**Task requirements**:
Continue the newsletter article on analyzing local money circulation in Minamata, Japan, picking up right after its last line.

Newsletter

September 11, 2016

 

Community Building through Local Money Circulation Analysis -- The Case of Minamata, Japan

Keywords: Civil Society / Local Issues Money Newsletter 

JFS Newsletter No.168 (August 2016)

Photo
Orange Restaurant Express: Sightseeing trains on which passengers can enjoy
scenery and dishes that use locally produced ingredients along the railway line.
Photo by Norio NAKAYAMA Some Rights Reserved.

Overcoming a Shrinking Local Economy

The ability to make local economies more sustainable is key to promoting local people's sustainability, wellbeing and resilience. From this perspective, Japan's Ministry of the Environment has developed a tool which enables people to analyze their local economy. This article introduces this concept as presented in the Annual Report on the Environment, the Sound Material-Cycle Society, and Biodiversity in Japan 2015, analyzing the case of Minamata in Kumamoto Prefecture, Japan.


Japan is promoting regional revitalization with the goal of forming local communities that offer hope for the future of their residents by helping them lead affluent lives with enhanced individuality. Combating regional economic contraction is central to this effort. To stop economies from shrinking in local areas and to build communities with diversity and attractiveness are not only important for rural areas but essential to Japan as a whole for enjoying well-being in a mid-to-long-term perspective. This article introduces a "Regional Economic Cycle Analysis" that enables people to identify a community's strengths and issues with regard to greenhouse gas emissions, with the goal of revitalizing regional economies through the use of local resources.

Figure: Example of a Regional Economic Cycyle
Example of a Regional Economic Cycyle (Click to view large image)

**Data rows**:

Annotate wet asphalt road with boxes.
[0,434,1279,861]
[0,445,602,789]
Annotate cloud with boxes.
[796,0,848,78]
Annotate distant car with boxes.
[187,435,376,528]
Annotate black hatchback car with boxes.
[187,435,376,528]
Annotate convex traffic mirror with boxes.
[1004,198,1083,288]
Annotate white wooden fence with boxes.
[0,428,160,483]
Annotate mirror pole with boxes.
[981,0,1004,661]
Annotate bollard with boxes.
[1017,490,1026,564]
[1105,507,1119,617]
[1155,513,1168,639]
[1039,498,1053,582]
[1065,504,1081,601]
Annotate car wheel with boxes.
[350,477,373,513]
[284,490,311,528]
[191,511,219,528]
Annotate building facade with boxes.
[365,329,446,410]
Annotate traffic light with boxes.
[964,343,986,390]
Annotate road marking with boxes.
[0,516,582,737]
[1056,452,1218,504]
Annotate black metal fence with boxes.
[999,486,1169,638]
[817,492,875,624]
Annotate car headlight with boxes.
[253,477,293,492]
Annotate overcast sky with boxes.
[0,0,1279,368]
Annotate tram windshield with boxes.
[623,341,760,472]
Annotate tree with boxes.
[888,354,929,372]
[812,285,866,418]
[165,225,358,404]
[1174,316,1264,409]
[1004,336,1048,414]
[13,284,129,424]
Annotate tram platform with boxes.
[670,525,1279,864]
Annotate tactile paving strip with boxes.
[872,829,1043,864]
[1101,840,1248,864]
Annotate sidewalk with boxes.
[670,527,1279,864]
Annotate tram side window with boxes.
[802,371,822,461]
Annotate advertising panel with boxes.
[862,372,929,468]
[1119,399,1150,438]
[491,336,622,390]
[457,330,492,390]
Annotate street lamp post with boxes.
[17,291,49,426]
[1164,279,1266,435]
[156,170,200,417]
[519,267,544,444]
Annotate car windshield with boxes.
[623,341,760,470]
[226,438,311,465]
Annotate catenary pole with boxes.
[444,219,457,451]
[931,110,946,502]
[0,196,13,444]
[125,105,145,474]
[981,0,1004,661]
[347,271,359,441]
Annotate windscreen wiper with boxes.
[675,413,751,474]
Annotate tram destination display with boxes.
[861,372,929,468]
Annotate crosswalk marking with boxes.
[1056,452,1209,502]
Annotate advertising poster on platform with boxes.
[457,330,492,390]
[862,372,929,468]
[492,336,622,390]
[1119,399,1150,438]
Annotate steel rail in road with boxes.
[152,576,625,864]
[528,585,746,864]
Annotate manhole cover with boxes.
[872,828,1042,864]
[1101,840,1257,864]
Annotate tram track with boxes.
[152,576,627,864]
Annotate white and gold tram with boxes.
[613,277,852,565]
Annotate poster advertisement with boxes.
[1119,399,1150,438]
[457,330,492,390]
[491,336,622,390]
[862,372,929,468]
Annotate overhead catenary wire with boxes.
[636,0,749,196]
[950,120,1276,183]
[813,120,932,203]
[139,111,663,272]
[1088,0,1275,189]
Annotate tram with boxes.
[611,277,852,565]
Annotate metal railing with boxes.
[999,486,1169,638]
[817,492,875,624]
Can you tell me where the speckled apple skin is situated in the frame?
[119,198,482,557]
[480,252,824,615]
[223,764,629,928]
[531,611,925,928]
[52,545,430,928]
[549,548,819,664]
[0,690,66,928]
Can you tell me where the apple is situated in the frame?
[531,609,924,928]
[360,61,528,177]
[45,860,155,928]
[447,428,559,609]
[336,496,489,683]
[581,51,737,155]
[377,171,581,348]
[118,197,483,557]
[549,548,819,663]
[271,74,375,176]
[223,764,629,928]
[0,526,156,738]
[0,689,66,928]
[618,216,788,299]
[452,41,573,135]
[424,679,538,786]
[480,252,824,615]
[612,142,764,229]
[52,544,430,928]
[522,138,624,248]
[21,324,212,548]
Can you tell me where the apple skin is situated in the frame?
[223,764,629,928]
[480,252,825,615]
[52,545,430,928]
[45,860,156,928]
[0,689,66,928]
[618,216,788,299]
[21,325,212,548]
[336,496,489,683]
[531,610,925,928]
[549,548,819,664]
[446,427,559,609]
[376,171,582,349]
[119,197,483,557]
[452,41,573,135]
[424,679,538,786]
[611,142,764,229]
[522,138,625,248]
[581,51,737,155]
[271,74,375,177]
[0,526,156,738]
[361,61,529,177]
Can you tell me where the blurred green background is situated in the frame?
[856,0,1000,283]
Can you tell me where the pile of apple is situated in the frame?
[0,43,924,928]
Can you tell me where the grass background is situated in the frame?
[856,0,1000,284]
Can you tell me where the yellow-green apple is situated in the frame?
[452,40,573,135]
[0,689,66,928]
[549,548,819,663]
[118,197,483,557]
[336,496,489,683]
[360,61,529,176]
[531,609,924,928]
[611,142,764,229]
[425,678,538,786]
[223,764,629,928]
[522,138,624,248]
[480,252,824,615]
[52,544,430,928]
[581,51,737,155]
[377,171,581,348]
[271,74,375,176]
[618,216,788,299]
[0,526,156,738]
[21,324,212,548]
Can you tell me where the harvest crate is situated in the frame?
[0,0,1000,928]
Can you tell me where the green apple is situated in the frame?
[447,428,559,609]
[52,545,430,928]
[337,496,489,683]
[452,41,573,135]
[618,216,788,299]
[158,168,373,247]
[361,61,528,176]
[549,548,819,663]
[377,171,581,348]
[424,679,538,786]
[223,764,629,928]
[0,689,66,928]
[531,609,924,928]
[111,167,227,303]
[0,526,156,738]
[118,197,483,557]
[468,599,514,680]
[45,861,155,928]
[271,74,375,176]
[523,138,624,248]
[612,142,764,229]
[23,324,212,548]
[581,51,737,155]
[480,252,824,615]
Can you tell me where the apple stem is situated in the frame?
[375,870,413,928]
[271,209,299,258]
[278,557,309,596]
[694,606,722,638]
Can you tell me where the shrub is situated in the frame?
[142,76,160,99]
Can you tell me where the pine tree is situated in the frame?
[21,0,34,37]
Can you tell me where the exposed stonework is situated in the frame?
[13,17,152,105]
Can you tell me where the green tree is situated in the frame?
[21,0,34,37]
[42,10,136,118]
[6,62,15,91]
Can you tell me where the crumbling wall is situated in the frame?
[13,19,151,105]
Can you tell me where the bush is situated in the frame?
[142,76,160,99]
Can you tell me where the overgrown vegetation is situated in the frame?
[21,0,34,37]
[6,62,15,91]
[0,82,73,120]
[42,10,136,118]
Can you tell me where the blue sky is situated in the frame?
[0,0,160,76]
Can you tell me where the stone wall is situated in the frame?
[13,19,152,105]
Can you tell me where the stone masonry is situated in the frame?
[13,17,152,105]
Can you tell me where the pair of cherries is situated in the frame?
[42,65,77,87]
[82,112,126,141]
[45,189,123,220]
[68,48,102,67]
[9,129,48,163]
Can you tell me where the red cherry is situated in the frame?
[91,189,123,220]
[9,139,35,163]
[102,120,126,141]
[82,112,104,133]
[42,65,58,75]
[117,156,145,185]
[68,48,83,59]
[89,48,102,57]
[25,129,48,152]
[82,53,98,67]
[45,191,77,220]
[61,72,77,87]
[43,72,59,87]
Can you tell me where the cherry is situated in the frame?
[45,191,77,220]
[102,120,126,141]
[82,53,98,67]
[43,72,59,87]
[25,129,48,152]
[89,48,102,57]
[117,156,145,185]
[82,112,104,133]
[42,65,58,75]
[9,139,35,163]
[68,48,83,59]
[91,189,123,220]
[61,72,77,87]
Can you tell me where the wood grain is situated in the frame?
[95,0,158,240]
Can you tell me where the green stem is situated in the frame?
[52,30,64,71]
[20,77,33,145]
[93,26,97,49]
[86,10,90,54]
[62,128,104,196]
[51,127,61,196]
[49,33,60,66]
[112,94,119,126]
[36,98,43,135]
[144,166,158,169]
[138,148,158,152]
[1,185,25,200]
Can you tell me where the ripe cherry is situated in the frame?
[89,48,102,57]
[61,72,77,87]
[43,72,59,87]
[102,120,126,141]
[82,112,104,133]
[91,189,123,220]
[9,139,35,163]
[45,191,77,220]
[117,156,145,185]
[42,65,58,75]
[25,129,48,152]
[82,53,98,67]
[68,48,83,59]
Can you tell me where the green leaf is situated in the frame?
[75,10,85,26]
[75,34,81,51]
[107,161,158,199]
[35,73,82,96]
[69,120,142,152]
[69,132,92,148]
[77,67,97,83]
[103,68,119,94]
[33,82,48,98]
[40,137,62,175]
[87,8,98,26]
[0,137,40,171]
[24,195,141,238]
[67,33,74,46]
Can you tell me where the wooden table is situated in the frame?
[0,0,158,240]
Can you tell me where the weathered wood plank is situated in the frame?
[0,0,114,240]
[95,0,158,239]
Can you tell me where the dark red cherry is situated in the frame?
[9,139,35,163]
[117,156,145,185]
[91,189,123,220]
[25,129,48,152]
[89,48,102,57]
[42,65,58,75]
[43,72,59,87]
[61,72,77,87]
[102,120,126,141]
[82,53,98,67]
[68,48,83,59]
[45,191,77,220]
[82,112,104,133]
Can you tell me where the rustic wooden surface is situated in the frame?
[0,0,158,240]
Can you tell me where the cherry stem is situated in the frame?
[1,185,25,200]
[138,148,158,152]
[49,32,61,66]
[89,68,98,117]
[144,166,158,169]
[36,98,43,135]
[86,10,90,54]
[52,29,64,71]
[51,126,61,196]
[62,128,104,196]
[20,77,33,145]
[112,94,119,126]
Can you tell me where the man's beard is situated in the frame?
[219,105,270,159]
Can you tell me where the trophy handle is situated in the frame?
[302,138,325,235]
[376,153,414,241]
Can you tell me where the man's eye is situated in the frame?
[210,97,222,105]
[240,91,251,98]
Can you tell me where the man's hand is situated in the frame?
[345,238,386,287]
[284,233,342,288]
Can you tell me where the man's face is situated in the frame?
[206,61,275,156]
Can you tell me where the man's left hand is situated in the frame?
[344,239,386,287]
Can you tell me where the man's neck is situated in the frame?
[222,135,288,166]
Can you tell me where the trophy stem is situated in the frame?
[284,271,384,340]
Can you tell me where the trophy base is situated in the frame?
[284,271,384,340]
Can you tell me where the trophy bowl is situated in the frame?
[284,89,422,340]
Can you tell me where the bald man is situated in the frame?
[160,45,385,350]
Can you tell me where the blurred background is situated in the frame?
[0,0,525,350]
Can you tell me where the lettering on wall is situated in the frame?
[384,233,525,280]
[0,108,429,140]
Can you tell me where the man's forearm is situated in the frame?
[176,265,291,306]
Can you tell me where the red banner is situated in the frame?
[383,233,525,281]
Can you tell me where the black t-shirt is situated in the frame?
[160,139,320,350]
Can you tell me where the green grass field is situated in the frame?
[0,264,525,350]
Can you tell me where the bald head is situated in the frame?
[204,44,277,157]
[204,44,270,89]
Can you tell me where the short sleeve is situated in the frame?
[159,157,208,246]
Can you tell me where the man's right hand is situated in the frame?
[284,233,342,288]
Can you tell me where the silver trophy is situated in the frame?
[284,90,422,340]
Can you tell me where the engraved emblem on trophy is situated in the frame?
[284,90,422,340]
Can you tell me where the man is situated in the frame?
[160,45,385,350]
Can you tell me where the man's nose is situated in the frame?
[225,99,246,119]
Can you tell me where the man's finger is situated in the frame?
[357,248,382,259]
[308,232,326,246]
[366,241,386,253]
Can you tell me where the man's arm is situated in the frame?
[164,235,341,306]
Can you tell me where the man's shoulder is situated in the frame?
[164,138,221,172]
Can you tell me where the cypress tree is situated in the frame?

**Response to the task**:
Source: Ministry of the Environment

The major feature of this analysis is to demonstrate the issues to be addressed in the local economic flow within the region and between regions, by extending the perspective from production alone to distribution and spending as well, including consumption, investment and inter-regional balances of payments. In production, distribution, spending, investment and inter-regional balances of payments, the analysis allows money drainage from the region to be identified and local economic circulation issues to be understood. Moreover, by understanding which industries can acquire money outside the region and their size, and the inter-regional procurement ratio of intermediate input such as parts and raw materials that are necessary for the production of final consumption goods, the strengths of the regional economic cycle can be clarified quantitatively.

To expand the amount of money circulating within a region's economy, it is essential to utilize local resources sustainably, to earn more money outside the region and to decrease the draining of money from the region. To earn money outside the region, it is also essential to differentiate local products and services from those outside the region and create field-oriented businesses by utilizing regional resources. Moreover, creating local businesses in a way that elicits demand outside the region can stimulate demand within the region, too.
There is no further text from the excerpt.